What is being asked =
Recast the entries below as a numbered list with no blank lines, and leave the pictures out of your answer.

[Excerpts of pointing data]
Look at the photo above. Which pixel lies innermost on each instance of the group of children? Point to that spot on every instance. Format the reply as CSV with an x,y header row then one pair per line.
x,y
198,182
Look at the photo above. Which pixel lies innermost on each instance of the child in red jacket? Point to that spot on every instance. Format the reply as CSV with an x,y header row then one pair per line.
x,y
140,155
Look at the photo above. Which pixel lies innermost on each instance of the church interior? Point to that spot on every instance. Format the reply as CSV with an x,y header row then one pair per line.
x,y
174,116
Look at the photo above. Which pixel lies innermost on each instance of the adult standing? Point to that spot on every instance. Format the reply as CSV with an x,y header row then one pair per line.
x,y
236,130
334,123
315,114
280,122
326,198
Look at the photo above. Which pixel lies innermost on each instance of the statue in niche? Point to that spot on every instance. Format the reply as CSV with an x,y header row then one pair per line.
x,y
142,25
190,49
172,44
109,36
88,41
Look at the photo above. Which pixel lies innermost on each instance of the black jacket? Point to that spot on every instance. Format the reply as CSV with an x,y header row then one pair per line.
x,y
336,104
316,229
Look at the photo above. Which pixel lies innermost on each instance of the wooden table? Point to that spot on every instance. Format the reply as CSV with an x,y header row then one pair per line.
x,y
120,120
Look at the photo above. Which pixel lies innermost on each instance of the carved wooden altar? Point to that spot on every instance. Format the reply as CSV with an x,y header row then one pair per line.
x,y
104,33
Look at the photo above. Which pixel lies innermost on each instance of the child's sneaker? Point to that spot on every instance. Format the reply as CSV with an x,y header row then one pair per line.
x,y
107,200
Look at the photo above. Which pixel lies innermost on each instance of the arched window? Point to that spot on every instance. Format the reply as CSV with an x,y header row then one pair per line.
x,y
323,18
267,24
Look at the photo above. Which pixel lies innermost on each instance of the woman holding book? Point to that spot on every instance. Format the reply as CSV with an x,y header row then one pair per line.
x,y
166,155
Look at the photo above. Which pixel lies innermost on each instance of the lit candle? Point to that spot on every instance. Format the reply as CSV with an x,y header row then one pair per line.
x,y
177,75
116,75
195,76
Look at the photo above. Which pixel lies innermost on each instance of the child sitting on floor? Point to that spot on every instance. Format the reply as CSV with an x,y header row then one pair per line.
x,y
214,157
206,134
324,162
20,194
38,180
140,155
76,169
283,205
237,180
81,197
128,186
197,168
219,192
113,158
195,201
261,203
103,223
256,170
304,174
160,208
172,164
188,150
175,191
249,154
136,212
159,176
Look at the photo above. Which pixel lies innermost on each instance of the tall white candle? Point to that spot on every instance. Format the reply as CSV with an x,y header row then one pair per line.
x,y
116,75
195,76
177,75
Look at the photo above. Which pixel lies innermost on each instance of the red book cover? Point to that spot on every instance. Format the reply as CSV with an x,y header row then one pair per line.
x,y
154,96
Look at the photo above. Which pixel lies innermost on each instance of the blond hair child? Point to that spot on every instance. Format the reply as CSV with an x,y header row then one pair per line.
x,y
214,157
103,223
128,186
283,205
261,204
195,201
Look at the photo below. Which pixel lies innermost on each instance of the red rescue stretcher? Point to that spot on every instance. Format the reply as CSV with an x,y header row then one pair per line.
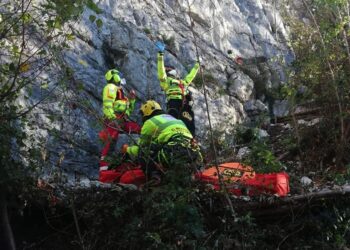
x,y
237,178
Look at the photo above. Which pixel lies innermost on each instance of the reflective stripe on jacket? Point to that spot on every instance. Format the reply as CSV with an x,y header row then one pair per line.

Solution for this exercise =
1. Look at the photo above. Which pixel lies innermost on each instance of the group of children? Point to that spot on every instance. Format the reply as CSV with an x,y header row then one pair per line.
2. x,y
3. 198,182
4. Look at the photo above. Which pixel lies innermost on each instance of the child in red jacket? Point to that spot on every instance. Format the reply as CSV with an x,y header row then one pair per line.
5. x,y
6. 140,155
7. Look at the photo above. Which pixel lies innermost on each instance of the church interior? Point to that spot on every instance. Format the reply as CSV with an x,y header row then one pair per line.
8. x,y
9. 174,116
10. Look at the photo above. Which pixel lies innermost on each instance of the adult standing? Point to that spot on every instance. Format the reply as CSV with an x,y header row then one pair per line.
11. x,y
12. 236,130
13. 334,123
14. 315,114
15. 280,122
16. 326,198
17. Look at the photo above. Which pixel lies innermost on each instance of the statue in niche? Point to that spot on every instance. Format the reply as CSV with an x,y header row then one pair per line.
18. x,y
19. 142,25
20. 190,49
21. 172,44
22. 109,36
23. 88,41
24. Look at the photo above. Which pixel lies innermost on each instance of the black jacket? Point to that spot on every instance. Format the reply as CSV with an x,y header row then one pair per line.
25. x,y
26. 336,104
27. 316,229
28. Look at the photo above. Which pixel lies innermost on each instance of the wooden table? Point to that spot on every instance. Format the reply as CSV with an x,y header row then one pair per line.
29. x,y
30. 120,120
31. Look at the photo above. Which pixel lies innermost on each instance of the carved wooden altar? Point to that spot on every instance. Format the reply as CSV with an x,y header row then one pair per line.
32. x,y
33. 104,33
34. Look at the photo above. Which pixel lies innermost on each instance of the child's sneaker? Point to that spot on every instance. Format the reply as CSV with an x,y header row then one pair per line.
35. x,y
36. 107,200
37. Look at the photo above. Which pixel lies innermost on each instance of the arched window? Point to that spot on every instance. Format the reply as CSV with an x,y header row then one pair per line.
38. x,y
39. 323,18
40. 267,24
41. Look at the photo above. Which pixel lies innermost on each instance of the woman holding book? Point to that spot on every instance. Format the reply as CSV with an x,y header row then one pair per line.
42. x,y
43. 166,155
44. Look at the photo above. Which pixel lies innermost on each instance of the lit candle? Point to that spot on every instance. Format the reply as CSV with an x,y header row then one pair per line.
45. x,y
46. 177,75
47. 116,75
48. 195,76
49. Look at the photo above. Which pixel lies innermost on each instance of the child sitting on floor? Point to that spot on every instance. Format the reply as CSV with an x,y header row then one pair per line.
50. x,y
51. 214,157
52. 206,134
53. 324,162
54. 20,194
55. 38,180
56. 140,155
57. 76,169
58. 283,205
59. 237,180
60. 81,197
61. 128,186
62. 197,168
63. 219,192
64. 113,158
65. 195,201
66. 261,203
67. 103,223
68. 256,170
69. 304,174
70. 160,208
71. 172,164
72. 188,150
73. 175,191
74. 249,154
75. 136,212
76. 159,176
77. Look at the photo above. Which pixel lies innermost on each instance of the tall white candle? Point to that spot on every instance. Format the reply as CSV with an x,y header row then one pair per line.
78. x,y
79. 116,75
80. 195,76
81. 177,75
82. Look at the photo above. Which pixel lies innermost on each instance of the red book cover? Point to that spot on every instance. Format the reply as CSV with an x,y header row then one pair per line.
83. x,y
84. 154,96
85. Look at the photo above. Which pixel lies innermost on each instance of the blond hair child? Point to that spot on every instance. Format the reply as CSV with an x,y header row then one pair per line.
86. x,y
87. 214,157
88. 103,223
89. 128,186
90. 283,205
91. 261,204
92. 195,201
93. Look at the photo below. Which pixel lies innermost on each instance of the red rescue stretcher? Point to that spot on every instance. Format the reply as CSV with an x,y header row then one pair per line.
94. x,y
95. 237,178
96. Look at the photo above. Which pixel lies innermost on each instance of the reflective stripe on jacket? Point to that spot on every instance. Format the reply as CSV with an x,y header row then one pair per line.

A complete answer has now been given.